* What you are asked to do *
Which lines in the items below contain the string "ground"? Pull out each of those lines in full.

Collected data entries
--

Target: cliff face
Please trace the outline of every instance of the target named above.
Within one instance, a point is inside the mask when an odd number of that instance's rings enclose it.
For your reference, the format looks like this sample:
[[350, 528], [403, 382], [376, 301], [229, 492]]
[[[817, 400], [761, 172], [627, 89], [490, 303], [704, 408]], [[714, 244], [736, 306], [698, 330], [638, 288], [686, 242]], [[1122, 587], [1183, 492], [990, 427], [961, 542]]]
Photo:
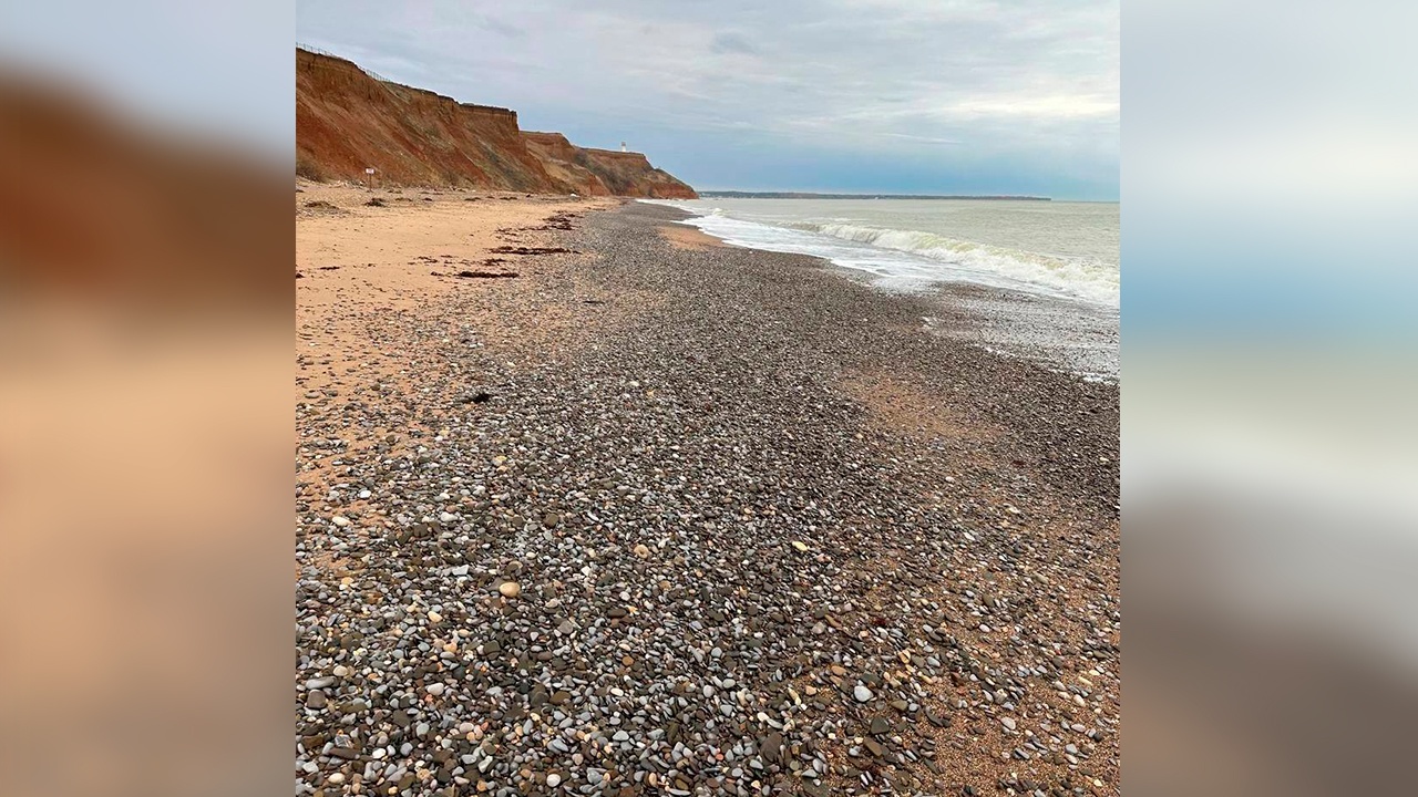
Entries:
[[374, 79], [343, 58], [295, 51], [296, 172], [390, 184], [692, 199], [640, 153], [581, 149], [518, 128], [506, 108]]
[[615, 196], [654, 199], [696, 199], [688, 184], [664, 169], [655, 169], [638, 152], [577, 147], [576, 163], [601, 179]]

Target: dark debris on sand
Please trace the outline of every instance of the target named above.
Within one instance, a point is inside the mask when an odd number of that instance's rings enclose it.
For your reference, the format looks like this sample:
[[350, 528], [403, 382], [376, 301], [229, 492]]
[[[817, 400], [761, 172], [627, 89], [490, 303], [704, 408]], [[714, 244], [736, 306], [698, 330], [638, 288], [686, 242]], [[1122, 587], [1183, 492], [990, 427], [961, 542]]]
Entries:
[[[298, 406], [298, 794], [1119, 793], [1117, 387], [675, 217]], [[520, 291], [594, 335], [482, 345]]]

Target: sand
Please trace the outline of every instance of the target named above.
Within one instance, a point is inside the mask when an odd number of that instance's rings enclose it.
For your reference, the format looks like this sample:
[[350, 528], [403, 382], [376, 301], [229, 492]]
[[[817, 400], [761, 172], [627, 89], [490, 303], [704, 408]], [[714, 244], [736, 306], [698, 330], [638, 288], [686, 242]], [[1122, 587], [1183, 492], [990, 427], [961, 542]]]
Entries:
[[407, 692], [431, 730], [391, 760], [434, 791], [434, 740], [476, 736], [492, 791], [1119, 793], [1116, 386], [672, 208], [367, 196], [298, 194], [312, 787], [403, 739]]

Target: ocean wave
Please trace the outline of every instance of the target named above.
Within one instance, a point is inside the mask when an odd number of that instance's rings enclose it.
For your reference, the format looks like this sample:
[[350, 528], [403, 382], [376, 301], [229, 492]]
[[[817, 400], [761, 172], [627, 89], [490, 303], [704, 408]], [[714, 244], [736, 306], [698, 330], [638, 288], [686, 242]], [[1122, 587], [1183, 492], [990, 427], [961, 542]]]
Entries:
[[966, 269], [998, 274], [1022, 282], [1041, 284], [1110, 305], [1117, 303], [1117, 265], [1092, 258], [1046, 255], [961, 241], [919, 230], [862, 227], [835, 221], [787, 223], [784, 227], [908, 252]]

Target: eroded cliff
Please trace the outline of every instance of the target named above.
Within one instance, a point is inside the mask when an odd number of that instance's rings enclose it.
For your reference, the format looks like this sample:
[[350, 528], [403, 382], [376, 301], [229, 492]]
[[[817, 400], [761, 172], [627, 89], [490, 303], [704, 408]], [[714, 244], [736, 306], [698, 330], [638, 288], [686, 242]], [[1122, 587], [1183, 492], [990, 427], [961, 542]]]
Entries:
[[312, 179], [692, 199], [693, 189], [641, 153], [579, 147], [523, 132], [506, 108], [380, 81], [354, 62], [295, 51], [296, 172]]

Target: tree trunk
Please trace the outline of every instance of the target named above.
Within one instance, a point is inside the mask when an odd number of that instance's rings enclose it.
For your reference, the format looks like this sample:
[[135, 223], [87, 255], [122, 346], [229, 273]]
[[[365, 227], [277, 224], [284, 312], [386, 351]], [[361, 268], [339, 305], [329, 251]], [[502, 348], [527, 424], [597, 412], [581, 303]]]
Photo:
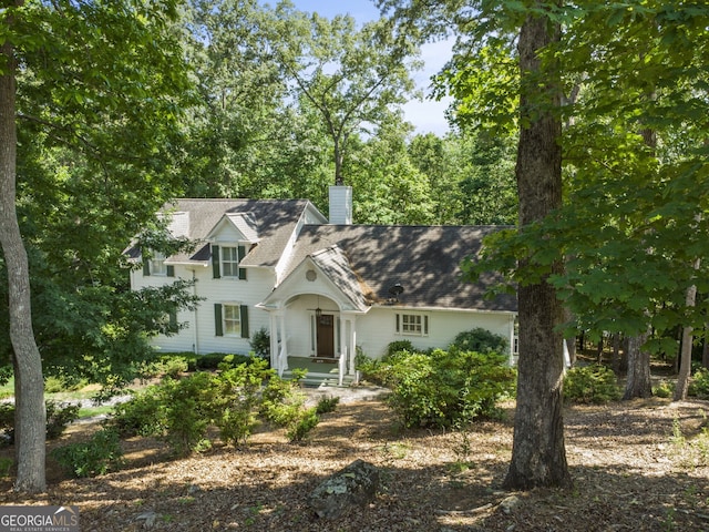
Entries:
[[[699, 269], [700, 262], [695, 262], [695, 269]], [[685, 299], [686, 307], [693, 307], [697, 304], [697, 286], [692, 285], [687, 288], [687, 297]], [[691, 372], [691, 347], [693, 342], [692, 328], [687, 326], [682, 328], [682, 350], [679, 359], [679, 375], [677, 376], [677, 386], [675, 387], [674, 401], [687, 400], [687, 388], [689, 385], [689, 374]]]
[[[559, 28], [544, 16], [530, 14], [520, 33], [522, 75], [521, 130], [517, 147], [520, 226], [546, 216], [562, 202], [559, 85], [554, 69], [537, 52], [558, 39]], [[548, 85], [544, 86], [544, 83]], [[542, 111], [540, 111], [542, 109]], [[545, 280], [518, 288], [520, 359], [512, 461], [504, 487], [566, 487], [571, 475], [564, 448], [562, 381], [564, 355], [562, 305]]]
[[[3, 23], [11, 24], [11, 20]], [[0, 75], [0, 245], [8, 270], [10, 339], [14, 352], [16, 489], [39, 493], [47, 489], [44, 459], [47, 412], [42, 361], [32, 331], [30, 277], [16, 212], [17, 130], [14, 123], [14, 61], [9, 40]]]
[[613, 372], [618, 375], [620, 372], [620, 332], [614, 332], [613, 335]]
[[625, 386], [624, 400], [636, 397], [651, 397], [653, 381], [650, 379], [650, 354], [643, 350], [650, 336], [649, 330], [643, 335], [628, 338], [628, 375]]

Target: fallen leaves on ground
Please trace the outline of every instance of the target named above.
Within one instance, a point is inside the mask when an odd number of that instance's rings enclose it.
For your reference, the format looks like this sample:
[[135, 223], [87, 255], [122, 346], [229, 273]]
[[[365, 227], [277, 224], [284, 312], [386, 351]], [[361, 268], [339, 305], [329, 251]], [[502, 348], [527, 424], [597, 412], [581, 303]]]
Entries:
[[[82, 531], [709, 531], [709, 402], [636, 400], [565, 411], [569, 490], [506, 492], [513, 408], [456, 431], [403, 431], [379, 399], [341, 403], [302, 444], [263, 427], [248, 446], [172, 460], [152, 439], [126, 464], [28, 498], [6, 479], [2, 504], [79, 505]], [[85, 437], [76, 426], [63, 437]], [[679, 434], [679, 437], [678, 437]], [[703, 441], [703, 446], [701, 442]], [[697, 443], [693, 443], [697, 442]], [[367, 508], [319, 520], [308, 494], [357, 459], [382, 470]]]

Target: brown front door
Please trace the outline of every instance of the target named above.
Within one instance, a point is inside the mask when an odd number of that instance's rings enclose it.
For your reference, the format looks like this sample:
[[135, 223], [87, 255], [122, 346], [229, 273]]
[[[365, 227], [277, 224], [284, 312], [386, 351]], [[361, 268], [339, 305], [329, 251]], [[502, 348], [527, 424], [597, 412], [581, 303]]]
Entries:
[[323, 314], [318, 321], [318, 357], [335, 357], [335, 316]]

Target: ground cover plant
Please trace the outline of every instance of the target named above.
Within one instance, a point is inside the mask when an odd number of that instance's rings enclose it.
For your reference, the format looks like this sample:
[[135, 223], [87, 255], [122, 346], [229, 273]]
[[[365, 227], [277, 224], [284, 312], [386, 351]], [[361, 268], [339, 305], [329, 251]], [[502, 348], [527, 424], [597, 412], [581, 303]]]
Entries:
[[[305, 390], [308, 405], [321, 397], [317, 391]], [[574, 488], [506, 492], [513, 400], [500, 405], [499, 419], [463, 431], [402, 430], [379, 393], [386, 390], [345, 389], [338, 409], [297, 446], [286, 428], [263, 423], [246, 446], [215, 439], [179, 459], [164, 440], [123, 439], [123, 468], [95, 478], [69, 478], [50, 458], [48, 493], [18, 494], [4, 478], [0, 503], [78, 504], [82, 530], [102, 532], [145, 530], [148, 518], [151, 530], [195, 532], [709, 530], [709, 463], [700, 460], [709, 441], [707, 401], [568, 406]], [[100, 424], [74, 426], [50, 447], [86, 442], [96, 431]], [[376, 500], [341, 520], [317, 519], [308, 494], [356, 459], [383, 471]]]
[[[464, 426], [495, 417], [500, 399], [514, 393], [504, 338], [484, 329], [461, 332], [448, 350], [418, 351], [393, 342], [382, 360], [360, 357], [364, 378], [391, 390], [388, 405], [404, 427]], [[470, 350], [475, 347], [477, 350]]]

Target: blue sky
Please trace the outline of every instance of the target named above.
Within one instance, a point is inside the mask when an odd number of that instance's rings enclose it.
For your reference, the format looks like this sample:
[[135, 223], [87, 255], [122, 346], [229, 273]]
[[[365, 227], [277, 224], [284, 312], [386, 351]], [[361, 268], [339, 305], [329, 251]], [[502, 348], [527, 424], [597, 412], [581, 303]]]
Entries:
[[[332, 18], [336, 14], [351, 14], [360, 23], [379, 17], [379, 10], [372, 0], [292, 0], [300, 11], [318, 12], [322, 17]], [[268, 0], [274, 6], [276, 0]], [[430, 78], [448, 61], [451, 54], [449, 42], [427, 44], [422, 48], [422, 59], [425, 68], [413, 72], [413, 79], [424, 94], [429, 92]], [[435, 133], [444, 135], [449, 130], [444, 112], [449, 102], [412, 101], [404, 105], [405, 117], [417, 127], [417, 133]]]

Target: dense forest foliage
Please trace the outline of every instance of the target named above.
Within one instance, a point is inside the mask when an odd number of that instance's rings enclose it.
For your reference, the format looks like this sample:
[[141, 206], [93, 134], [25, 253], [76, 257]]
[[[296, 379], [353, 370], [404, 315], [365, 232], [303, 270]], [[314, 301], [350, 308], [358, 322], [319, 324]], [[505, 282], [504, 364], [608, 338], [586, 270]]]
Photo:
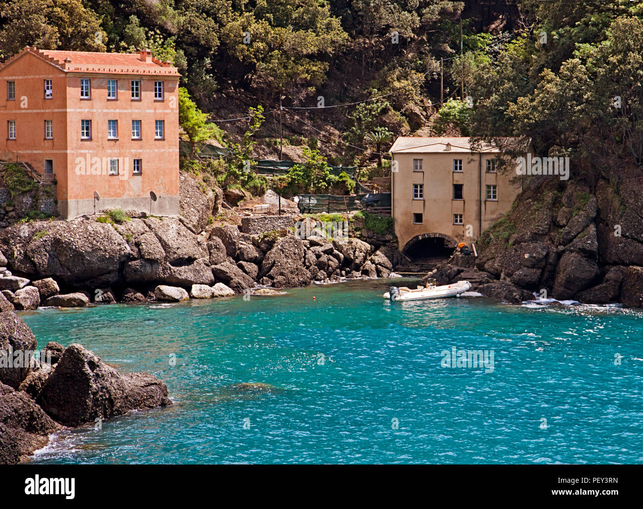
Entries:
[[2, 0], [0, 17], [3, 58], [30, 45], [172, 61], [190, 117], [218, 121], [207, 135], [236, 144], [239, 164], [278, 156], [280, 120], [311, 166], [318, 149], [374, 161], [418, 129], [526, 135], [590, 174], [643, 162], [642, 1]]

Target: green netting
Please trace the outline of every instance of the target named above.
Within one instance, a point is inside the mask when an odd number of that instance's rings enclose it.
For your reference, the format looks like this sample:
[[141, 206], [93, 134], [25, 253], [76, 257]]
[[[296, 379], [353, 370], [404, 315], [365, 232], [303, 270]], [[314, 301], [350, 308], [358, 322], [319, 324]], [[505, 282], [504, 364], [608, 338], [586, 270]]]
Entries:
[[[257, 165], [253, 166], [253, 169], [261, 175], [285, 175], [288, 170], [298, 164], [294, 161], [273, 161], [272, 159], [260, 159], [257, 161]], [[331, 173], [339, 176], [340, 174], [345, 172], [351, 179], [355, 178], [355, 172], [358, 169], [357, 166], [334, 166], [329, 165], [331, 168]]]
[[372, 210], [390, 213], [390, 193], [369, 193], [349, 196], [332, 195], [298, 195], [297, 207], [302, 214], [320, 212], [355, 212]]
[[[230, 155], [229, 148], [223, 148], [207, 143], [199, 143], [196, 146], [196, 151], [199, 157], [219, 159], [227, 157]], [[179, 142], [179, 152], [181, 156], [186, 157], [190, 155], [190, 142], [181, 140]]]

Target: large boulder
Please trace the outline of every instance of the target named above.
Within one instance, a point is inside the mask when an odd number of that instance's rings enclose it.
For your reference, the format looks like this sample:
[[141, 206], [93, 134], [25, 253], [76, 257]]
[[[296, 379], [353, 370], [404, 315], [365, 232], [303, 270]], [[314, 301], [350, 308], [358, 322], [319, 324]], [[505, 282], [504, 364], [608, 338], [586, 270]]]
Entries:
[[76, 344], [65, 350], [36, 401], [67, 426], [171, 404], [167, 387], [156, 377], [147, 373], [120, 375]]
[[590, 287], [600, 274], [596, 262], [578, 253], [565, 253], [558, 262], [552, 296], [566, 300]]
[[60, 428], [26, 393], [0, 383], [0, 465], [26, 460]]
[[[33, 279], [53, 277], [70, 285], [109, 286], [119, 280], [122, 263], [132, 255], [111, 224], [77, 218], [42, 225], [14, 225], [0, 231], [9, 266]], [[35, 235], [40, 231], [46, 235]]]
[[643, 307], [643, 267], [628, 267], [624, 272], [620, 302], [628, 307]]
[[239, 248], [239, 229], [237, 226], [230, 224], [215, 226], [210, 231], [208, 240], [212, 241], [213, 237], [218, 237], [221, 240], [228, 256], [237, 257], [237, 252]]
[[194, 299], [210, 299], [214, 295], [214, 290], [207, 285], [192, 285], [190, 296]]
[[89, 304], [89, 298], [85, 294], [77, 292], [63, 295], [54, 295], [44, 303], [43, 306], [55, 307], [84, 307]]
[[45, 278], [37, 281], [32, 281], [32, 285], [38, 289], [42, 300], [48, 299], [50, 297], [55, 295], [60, 291], [58, 283], [51, 278]]
[[28, 284], [29, 280], [26, 278], [19, 278], [17, 276], [0, 278], [0, 290], [15, 292], [21, 288], [24, 288]]
[[224, 283], [237, 293], [255, 285], [254, 280], [234, 263], [224, 262], [212, 267], [212, 274], [219, 281]]
[[212, 287], [213, 297], [231, 297], [235, 294], [235, 290], [222, 283], [217, 283]]
[[183, 288], [159, 285], [154, 289], [154, 297], [157, 300], [169, 302], [181, 302], [190, 298], [188, 292]]
[[210, 186], [197, 181], [189, 174], [181, 172], [179, 195], [181, 221], [192, 231], [200, 233], [212, 214], [216, 195]]
[[271, 281], [275, 288], [307, 286], [312, 276], [304, 266], [305, 251], [303, 242], [294, 235], [282, 237], [266, 254], [258, 277]]
[[0, 313], [0, 382], [17, 389], [29, 374], [37, 345], [35, 336], [19, 316]]
[[14, 294], [14, 306], [18, 311], [37, 309], [39, 305], [40, 292], [35, 287], [24, 287]]

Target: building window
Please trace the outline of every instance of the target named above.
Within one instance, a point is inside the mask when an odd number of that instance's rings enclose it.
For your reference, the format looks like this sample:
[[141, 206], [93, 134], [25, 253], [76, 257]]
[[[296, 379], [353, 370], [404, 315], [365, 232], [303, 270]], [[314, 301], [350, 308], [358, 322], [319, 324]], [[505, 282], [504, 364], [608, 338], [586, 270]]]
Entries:
[[80, 139], [91, 139], [91, 120], [80, 121]]
[[487, 186], [487, 199], [491, 201], [498, 200], [498, 186]]
[[132, 80], [132, 98], [141, 98], [141, 82], [138, 80]]
[[53, 84], [51, 80], [44, 80], [44, 98], [51, 99], [53, 97]]
[[112, 139], [118, 138], [118, 120], [107, 120], [107, 138]]
[[453, 184], [453, 199], [454, 200], [464, 200], [462, 197], [462, 184]]
[[53, 138], [53, 120], [45, 120], [44, 121], [44, 137], [46, 139], [52, 139]]
[[109, 159], [109, 174], [118, 175], [118, 159]]
[[424, 184], [413, 184], [413, 199], [414, 200], [422, 200], [424, 197]]
[[132, 138], [140, 139], [141, 138], [141, 121], [132, 121]]
[[80, 80], [80, 98], [89, 99], [91, 97], [91, 85], [89, 78], [82, 78]]
[[107, 99], [118, 99], [118, 89], [116, 80], [107, 80]]
[[154, 120], [154, 138], [163, 139], [165, 138], [165, 121]]
[[154, 99], [163, 99], [163, 82], [154, 82]]

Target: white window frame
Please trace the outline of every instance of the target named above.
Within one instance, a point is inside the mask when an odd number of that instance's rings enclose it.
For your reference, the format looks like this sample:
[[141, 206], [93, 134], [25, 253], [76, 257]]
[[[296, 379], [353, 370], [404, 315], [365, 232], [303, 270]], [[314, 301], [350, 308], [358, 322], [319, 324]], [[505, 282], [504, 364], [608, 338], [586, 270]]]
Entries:
[[[160, 84], [160, 85], [159, 85]], [[163, 82], [158, 80], [154, 82], [154, 100], [162, 101], [165, 97], [165, 85]]]
[[[132, 139], [140, 139], [141, 138], [141, 125], [143, 123], [142, 120], [132, 120]], [[138, 126], [138, 129], [134, 129], [134, 126]], [[136, 130], [138, 130], [138, 135], [136, 134]]]
[[[85, 127], [87, 127], [87, 129]], [[87, 131], [87, 135], [85, 134], [85, 131]], [[84, 118], [80, 121], [80, 139], [91, 139], [91, 120]]]
[[[161, 127], [161, 136], [159, 136], [159, 127]], [[154, 139], [164, 139], [165, 138], [165, 121], [154, 120]]]
[[109, 175], [118, 175], [118, 159], [109, 159]]
[[[111, 85], [114, 85], [113, 91], [111, 89]], [[112, 95], [112, 92], [114, 94]], [[113, 100], [114, 99], [118, 98], [118, 80], [107, 80], [107, 99]]]
[[44, 139], [53, 139], [53, 120], [44, 121]]
[[424, 184], [413, 184], [413, 199], [414, 199], [414, 200], [423, 200], [423, 199], [424, 199]]
[[[112, 127], [114, 127], [114, 129], [112, 129]], [[114, 134], [112, 134], [113, 130]], [[118, 121], [114, 120], [114, 119], [111, 119], [107, 120], [107, 139], [118, 139]]]
[[[47, 93], [48, 92], [49, 93]], [[44, 98], [53, 98], [53, 82], [51, 80], [47, 79], [44, 80]]]
[[132, 80], [131, 84], [130, 84], [130, 90], [132, 92], [132, 99], [135, 101], [140, 100], [141, 98], [141, 80]]
[[80, 78], [80, 98], [91, 99], [91, 80], [89, 78]]
[[498, 186], [495, 184], [487, 184], [487, 201], [498, 201]]

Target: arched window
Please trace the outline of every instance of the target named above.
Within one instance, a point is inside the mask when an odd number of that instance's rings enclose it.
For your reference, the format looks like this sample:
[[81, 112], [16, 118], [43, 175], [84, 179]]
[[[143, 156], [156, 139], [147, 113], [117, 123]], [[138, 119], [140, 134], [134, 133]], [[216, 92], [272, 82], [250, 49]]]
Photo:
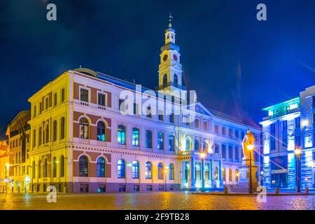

--

* Exercise output *
Target: fallen leaves on ground
Target: ground cover plant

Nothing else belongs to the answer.